Records contained in a dataset
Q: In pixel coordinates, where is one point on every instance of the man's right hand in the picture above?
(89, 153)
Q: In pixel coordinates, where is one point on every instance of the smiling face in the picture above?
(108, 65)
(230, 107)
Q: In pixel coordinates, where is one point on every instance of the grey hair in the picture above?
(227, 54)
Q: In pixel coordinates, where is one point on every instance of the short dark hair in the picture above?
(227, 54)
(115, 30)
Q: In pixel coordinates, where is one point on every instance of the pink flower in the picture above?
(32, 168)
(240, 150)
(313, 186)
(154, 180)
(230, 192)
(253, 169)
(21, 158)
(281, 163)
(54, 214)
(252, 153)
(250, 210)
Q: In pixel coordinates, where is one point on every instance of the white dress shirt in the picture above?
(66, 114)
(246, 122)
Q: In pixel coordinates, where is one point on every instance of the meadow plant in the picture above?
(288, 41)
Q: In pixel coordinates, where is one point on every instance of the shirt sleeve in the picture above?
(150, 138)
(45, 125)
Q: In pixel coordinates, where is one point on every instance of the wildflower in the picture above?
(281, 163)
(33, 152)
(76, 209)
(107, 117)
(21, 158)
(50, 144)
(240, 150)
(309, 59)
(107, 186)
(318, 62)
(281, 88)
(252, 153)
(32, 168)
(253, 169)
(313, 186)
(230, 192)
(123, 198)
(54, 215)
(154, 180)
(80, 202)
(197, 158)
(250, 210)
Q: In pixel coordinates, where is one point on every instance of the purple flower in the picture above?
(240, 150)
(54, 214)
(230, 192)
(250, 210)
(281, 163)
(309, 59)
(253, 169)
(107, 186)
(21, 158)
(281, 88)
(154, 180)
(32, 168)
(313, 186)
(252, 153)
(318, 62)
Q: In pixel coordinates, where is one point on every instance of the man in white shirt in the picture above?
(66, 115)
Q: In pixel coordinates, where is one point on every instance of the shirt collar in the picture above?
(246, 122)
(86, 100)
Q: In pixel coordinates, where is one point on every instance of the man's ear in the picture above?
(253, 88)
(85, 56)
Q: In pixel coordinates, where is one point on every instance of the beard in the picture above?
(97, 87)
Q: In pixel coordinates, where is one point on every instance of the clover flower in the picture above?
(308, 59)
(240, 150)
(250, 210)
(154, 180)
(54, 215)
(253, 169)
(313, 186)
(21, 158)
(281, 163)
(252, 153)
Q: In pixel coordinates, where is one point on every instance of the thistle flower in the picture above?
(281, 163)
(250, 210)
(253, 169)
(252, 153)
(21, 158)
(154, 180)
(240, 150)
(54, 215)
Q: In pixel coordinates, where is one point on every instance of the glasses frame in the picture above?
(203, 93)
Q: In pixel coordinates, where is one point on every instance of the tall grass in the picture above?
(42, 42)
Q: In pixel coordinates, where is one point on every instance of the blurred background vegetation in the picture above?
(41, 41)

Task prompt
Exactly reproduce every line of the records.

Reply to the task
Q: In pixel coordinates, where is one point on every instance of the man's right hand in the picture above?
(89, 153)
Q: In pixel coordinates, where is one point on every instance of the smiling face in the picture above?
(108, 65)
(230, 107)
Q: In pixel coordinates, where is one point on every instance of the grey hair in the picture above?
(227, 54)
Q: In pixel coordinates, where is one point on every instance of the short dark hair in the picture above?
(227, 54)
(115, 30)
Q: In pixel coordinates, where is one point on every instance of the pink flower in the picture above?
(32, 168)
(240, 150)
(313, 186)
(154, 180)
(230, 192)
(253, 169)
(21, 158)
(281, 163)
(54, 214)
(252, 153)
(250, 210)
Q: In pixel coordinates, where is one point on every instance of the white dress shirt in the picture above?
(66, 114)
(246, 122)
Q: In pixel coordinates, where is one point on every instance of the meadow plant in the picture above?
(288, 41)
Q: In pixel coordinates, where is one point on every instance of the shirt sleeve in the picture above?
(150, 138)
(45, 125)
Q: In pixel coordinates, where is one point on every instance of the wildflower in the picture above?
(281, 163)
(33, 152)
(76, 209)
(107, 117)
(21, 158)
(50, 144)
(240, 150)
(309, 59)
(107, 186)
(318, 62)
(281, 88)
(252, 153)
(32, 168)
(253, 169)
(313, 186)
(230, 192)
(123, 198)
(54, 215)
(154, 180)
(80, 202)
(197, 158)
(250, 210)
Q: In pixel coordinates, where is one point on every instance of the purple flower in the picture above?
(240, 150)
(54, 214)
(230, 192)
(250, 210)
(281, 163)
(309, 59)
(253, 169)
(107, 186)
(21, 158)
(281, 88)
(154, 180)
(32, 168)
(313, 186)
(252, 153)
(318, 62)
Q: In pixel coordinates, where is one point on every instance of the man in white shirt in the picture above?
(66, 115)
Q: In pixel coordinates, where is one point on every instance of the shirt collar in the picture above?
(246, 122)
(86, 100)
Q: In pixel coordinates, where is one point on every instance of the man's ear in the picture above?
(253, 88)
(85, 56)
Q: In pixel coordinates, where is one point on every instance of the beard in the picture above?
(97, 87)
Q: In pixel coordinates, where is one point on every instance of the clover flower in the picture above?
(308, 59)
(240, 150)
(250, 210)
(154, 180)
(54, 215)
(253, 169)
(313, 186)
(21, 158)
(281, 163)
(252, 153)
Q: In pixel coordinates, where is one point on every instance of the thistle flower in the picture above?
(281, 163)
(250, 210)
(253, 169)
(252, 153)
(21, 158)
(154, 180)
(240, 150)
(54, 215)
Q: In pixel coordinates, where is one point on every instance of the glasses frame in the picture above?
(203, 93)
Q: In pixel coordinates, where is one point on every instance of the tall grass in the picture above?
(42, 42)
Q: In pixel coordinates, where is one point on every instance of the blurred background vegetation in the picture above?
(41, 41)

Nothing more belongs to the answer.